▶ Aufgabe: Führe den Text über Gebärdensprache und Kommunikationshilfen für hör- und sprachbehinderte Menschen nach seinem letzten Satz weiter.

──────── Textausschnitt ────────

Diese Kosten werden von den zuständigen Sozialleistungsträgern übernommen. Die Vergütung von Gebärdensprachdolmetschern ist gesetzlich geregelt. Die zu tragenden Kosten richten sich nach dem Justizvergütungs- und -entschädigungsgesetz (§ 17 Abs. 2 Satz 3 SGB I, § 19 Abs. 1 Satz 3, Abs. 2 Satz 4 SGB X und § 5 KHV).

Personenkreis

Hör- oder sprachbehinderte Menschen können eine deutsche Gebärdensprache oder andere Kommunikationshilfen einsetzen. Zum Personenkreis gehören

  • gehörlose Menschen (taub geborene oder bis zum 7. Lebensjahr ertaubte Menschen),
  • hochgradig schwerhörige Menschen, deren Restgehör trotz Hörhilfe (z. B. Hörgerät oder Cochlear-Implantat) nicht zur Sprachaufnahme ausreicht,
  • vollständig (nach dem 7. Lebensjahr) ertaubte Menschen,
  • taubblinde Menschen.

──────── Informationen ────────

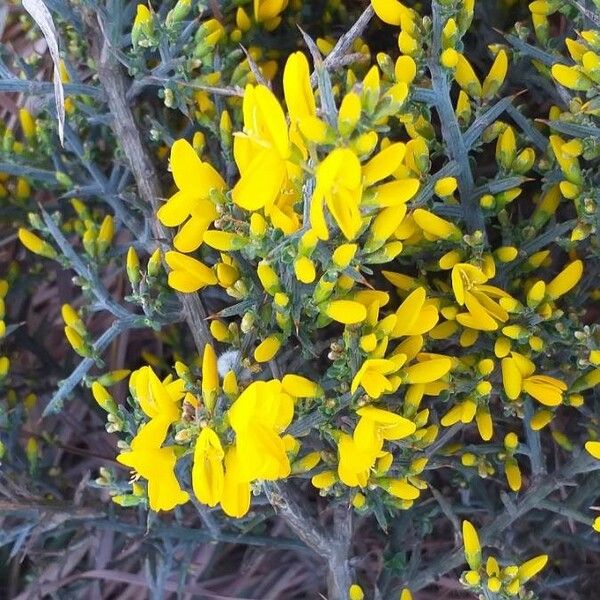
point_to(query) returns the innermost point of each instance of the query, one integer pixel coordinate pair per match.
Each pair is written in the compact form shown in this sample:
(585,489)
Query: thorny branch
(532,499)
(334,547)
(113,81)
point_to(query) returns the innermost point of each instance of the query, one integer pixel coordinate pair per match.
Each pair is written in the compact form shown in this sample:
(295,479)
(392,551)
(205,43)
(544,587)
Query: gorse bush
(354,258)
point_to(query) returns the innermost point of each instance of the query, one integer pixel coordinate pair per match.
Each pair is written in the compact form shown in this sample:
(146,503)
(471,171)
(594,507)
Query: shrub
(330,265)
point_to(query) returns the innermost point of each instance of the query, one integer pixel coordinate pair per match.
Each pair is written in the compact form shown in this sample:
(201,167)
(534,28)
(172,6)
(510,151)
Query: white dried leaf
(41,15)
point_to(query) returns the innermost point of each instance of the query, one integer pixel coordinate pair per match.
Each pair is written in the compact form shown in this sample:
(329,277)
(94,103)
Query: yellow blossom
(156,464)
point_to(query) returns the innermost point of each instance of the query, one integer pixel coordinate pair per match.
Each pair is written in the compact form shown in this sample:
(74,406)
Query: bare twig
(334,58)
(333,548)
(111,77)
(532,499)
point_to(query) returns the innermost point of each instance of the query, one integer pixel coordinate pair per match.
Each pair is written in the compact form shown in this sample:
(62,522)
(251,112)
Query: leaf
(41,15)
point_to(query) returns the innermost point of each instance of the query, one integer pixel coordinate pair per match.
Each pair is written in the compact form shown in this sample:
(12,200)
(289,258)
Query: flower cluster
(506,581)
(369,268)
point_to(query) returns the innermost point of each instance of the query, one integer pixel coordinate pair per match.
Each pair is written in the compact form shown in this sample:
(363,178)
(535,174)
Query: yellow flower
(267,11)
(472,546)
(304,269)
(349,113)
(267,349)
(390,11)
(414,316)
(258,416)
(156,399)
(156,464)
(188,274)
(513,473)
(496,76)
(470,289)
(355,592)
(208,475)
(372,377)
(27,123)
(376,424)
(195,180)
(210,376)
(261,151)
(338,185)
(465,76)
(300,387)
(517,376)
(532,567)
(428,370)
(348,312)
(384,163)
(593,448)
(299,96)
(355,462)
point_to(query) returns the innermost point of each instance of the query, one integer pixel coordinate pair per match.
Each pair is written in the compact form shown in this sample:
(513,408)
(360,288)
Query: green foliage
(306,263)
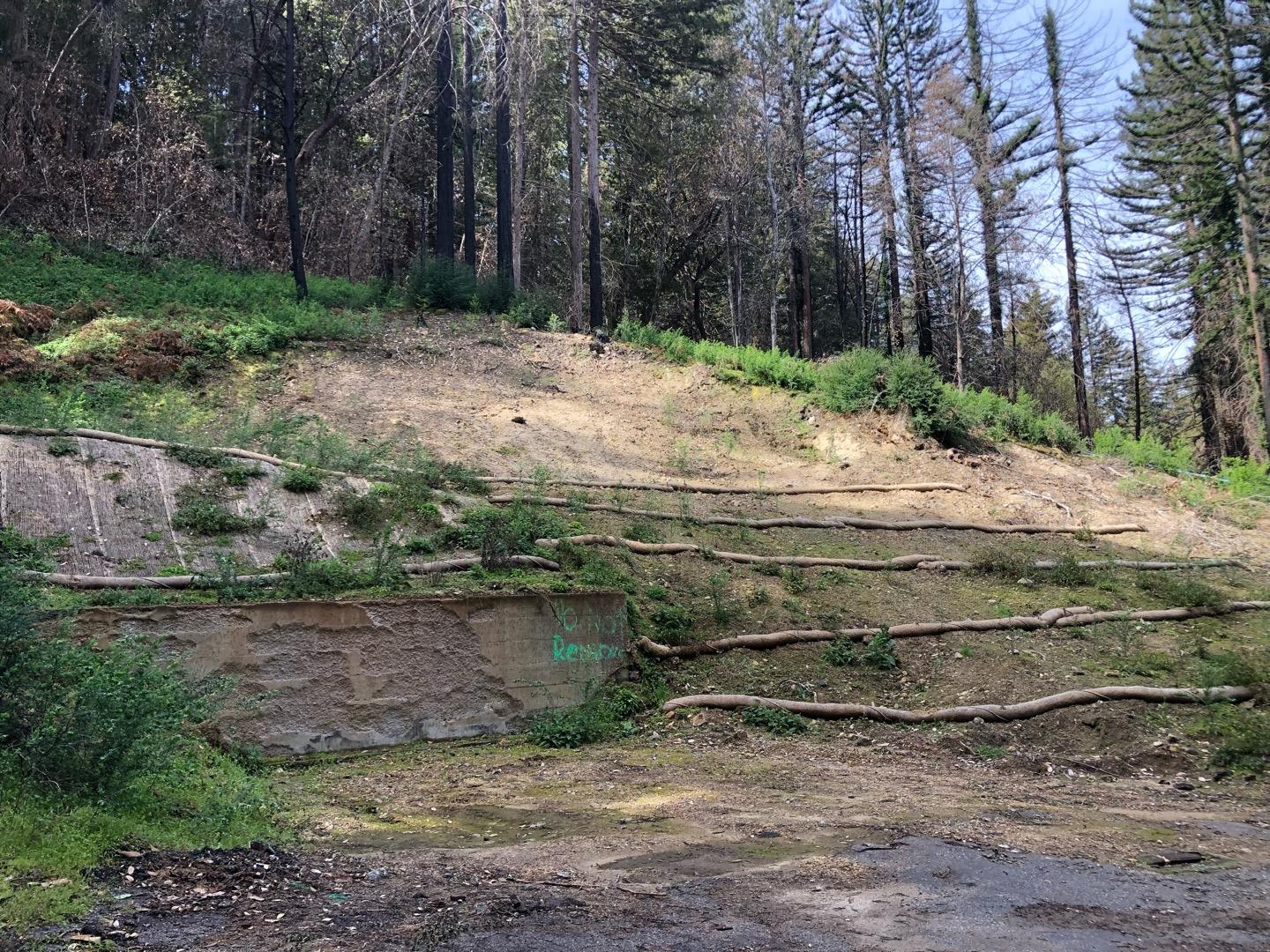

────────

▶ Antwortbereich:
Ebenfalls berechtigt sind behinderte Menschen mit starker Beeinträchtigung der Sprachfähigkeit (z. B. wegen autistischer Störung, einer Aphasie oder Dysarthrie). Nicht zum berechtigten Personenkreis der hörbehinderten Menschen zählen Personen mit kognitiven Beeinträchtigungen (z. B. Gedächtnis- und Denkstörungen, Psychosen).

Ausführung von Sozialleistungen

Hör- oder sprachbehinderte Menschen haben das Recht, bei der Ausführung von Sozialleistungen eine deutsche Gebärdensprache oder andere Kommunikationshilfen zu verwenden. Dies gilt insbesondere bei ärztlichen Untersuchungen und Behandlungen. Voraussetzung dafür ist, dass ohne die Gebärdensprache die sozialen Rechte nicht oder nicht vollständig wahrgenommen werden können.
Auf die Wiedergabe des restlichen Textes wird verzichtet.